> **Provided text**
┌──

Bishop Barbara Harris, the recipient of the 2004 Blackwell Award, passed away late last week at age 89. The first woman ordained as an Episcopal Bishop, Harris broke new ground in the worldwide Christian community while preaching a message of love, joy and equality “with an inquisitive mind, keen intelligence…indomitable spirit and determination to overcome odds and accomplish goals,” as former Board Chair Maureen Collins Zupan ’72, P’09, L.H.D. ’16 said in her Blackwell Award ceremony introduction of Harris.
In the announcement of Harris’ death, the Rt. Rev. Alan M. Gates of the Diocese of Massachusetts wrote that the Episcopal congregation’s “hearts are truly heavy at the loss of one who has been a faithful and altogether irrepressible companion, pastor and inspiration to us in the Diocese of Massachusetts for 31 years. At the same time our hearts are truly buoyed by the hope which she preached and the conviction she embodied for us throughout all these years.”

└──

> **What to produce**
Rewrite the passage on Bishop Barbara Harris from "Bishop Barbara Harris, the" to "introduction of Harris.", replacing "Blackwell Award" with "Blackwell Prize". This task does not use the material.

> **Listed records**

┌──

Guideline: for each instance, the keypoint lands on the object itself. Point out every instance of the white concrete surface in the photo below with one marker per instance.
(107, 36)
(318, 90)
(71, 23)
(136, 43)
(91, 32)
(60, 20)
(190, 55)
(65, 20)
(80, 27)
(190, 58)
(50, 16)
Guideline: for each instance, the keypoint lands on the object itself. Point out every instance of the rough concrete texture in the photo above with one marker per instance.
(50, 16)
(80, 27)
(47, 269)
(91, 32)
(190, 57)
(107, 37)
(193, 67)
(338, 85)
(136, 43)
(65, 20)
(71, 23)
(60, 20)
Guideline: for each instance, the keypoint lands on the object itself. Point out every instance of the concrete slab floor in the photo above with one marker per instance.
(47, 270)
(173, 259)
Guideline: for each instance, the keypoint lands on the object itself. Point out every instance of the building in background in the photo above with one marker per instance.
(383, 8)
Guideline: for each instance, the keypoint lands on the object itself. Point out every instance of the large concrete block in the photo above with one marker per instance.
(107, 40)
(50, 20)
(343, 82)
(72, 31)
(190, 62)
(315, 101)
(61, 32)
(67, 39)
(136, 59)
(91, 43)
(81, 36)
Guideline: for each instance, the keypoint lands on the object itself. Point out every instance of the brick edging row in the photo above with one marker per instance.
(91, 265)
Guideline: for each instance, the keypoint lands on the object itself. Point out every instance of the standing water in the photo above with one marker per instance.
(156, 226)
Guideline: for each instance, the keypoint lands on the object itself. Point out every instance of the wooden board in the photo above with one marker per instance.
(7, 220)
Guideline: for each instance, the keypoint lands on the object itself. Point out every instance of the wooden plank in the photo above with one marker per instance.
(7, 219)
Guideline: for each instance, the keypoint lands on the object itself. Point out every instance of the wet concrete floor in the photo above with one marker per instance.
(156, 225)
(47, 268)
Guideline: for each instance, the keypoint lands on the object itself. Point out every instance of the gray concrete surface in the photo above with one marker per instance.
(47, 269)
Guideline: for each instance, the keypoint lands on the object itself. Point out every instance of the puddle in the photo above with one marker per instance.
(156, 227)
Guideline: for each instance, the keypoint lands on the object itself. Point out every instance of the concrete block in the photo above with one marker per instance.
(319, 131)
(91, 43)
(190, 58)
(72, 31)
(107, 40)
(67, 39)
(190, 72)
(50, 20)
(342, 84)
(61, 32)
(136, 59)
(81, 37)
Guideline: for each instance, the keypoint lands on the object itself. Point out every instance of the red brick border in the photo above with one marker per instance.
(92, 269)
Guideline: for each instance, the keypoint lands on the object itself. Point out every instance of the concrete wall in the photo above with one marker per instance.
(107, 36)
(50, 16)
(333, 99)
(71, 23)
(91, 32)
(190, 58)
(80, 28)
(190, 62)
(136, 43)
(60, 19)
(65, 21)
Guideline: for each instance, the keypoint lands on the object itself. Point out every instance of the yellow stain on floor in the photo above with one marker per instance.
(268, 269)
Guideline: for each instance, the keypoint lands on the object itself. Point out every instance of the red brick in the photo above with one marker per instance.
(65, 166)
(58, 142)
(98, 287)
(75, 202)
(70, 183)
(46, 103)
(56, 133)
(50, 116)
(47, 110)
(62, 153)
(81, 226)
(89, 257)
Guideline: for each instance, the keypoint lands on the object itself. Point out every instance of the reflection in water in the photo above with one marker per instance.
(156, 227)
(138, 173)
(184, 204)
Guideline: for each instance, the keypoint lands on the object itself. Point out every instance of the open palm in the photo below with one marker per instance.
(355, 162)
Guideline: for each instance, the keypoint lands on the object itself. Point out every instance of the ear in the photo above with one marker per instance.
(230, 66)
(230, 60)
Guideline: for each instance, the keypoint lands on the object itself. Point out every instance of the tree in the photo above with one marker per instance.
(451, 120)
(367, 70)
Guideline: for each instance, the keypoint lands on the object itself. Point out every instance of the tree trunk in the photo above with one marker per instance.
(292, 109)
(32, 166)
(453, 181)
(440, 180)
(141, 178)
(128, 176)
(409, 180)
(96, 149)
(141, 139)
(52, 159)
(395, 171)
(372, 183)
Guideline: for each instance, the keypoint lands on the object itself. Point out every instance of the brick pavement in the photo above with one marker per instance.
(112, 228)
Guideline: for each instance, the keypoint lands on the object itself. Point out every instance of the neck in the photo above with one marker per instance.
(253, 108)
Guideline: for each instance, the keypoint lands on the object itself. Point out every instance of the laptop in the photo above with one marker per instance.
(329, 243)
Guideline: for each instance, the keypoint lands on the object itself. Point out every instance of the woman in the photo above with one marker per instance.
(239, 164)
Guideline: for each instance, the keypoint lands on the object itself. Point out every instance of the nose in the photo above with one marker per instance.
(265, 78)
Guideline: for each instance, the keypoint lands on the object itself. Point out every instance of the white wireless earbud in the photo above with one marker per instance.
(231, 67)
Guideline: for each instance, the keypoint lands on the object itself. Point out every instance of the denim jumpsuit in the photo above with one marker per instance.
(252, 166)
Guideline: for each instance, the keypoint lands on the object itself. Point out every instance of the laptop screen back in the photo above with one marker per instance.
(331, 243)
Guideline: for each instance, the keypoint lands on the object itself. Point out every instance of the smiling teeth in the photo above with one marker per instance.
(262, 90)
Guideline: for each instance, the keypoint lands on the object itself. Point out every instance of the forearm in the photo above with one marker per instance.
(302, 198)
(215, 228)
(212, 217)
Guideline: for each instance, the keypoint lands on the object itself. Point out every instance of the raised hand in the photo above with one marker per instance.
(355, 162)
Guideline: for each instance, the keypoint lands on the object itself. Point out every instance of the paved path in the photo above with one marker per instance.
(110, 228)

└──

> **Response to this exercise**
Bishop Barbara Harris, the recipient of the 2004 Blackwell Prize, passed away late last week at age 89. The first woman ordained as an Episcopal Bishop, Harris broke new ground in the worldwide Christian community while preaching a message of love, joy and equality “with an inquisitive mind, keen intelligence…indomitable spirit and determination to overcome odds and accomplish goals,” as former Board Chair Maureen Collins Zupan ’72, P’09, L.H.D. ’16 said in her Blackwell Prize ceremony introduction of Harris.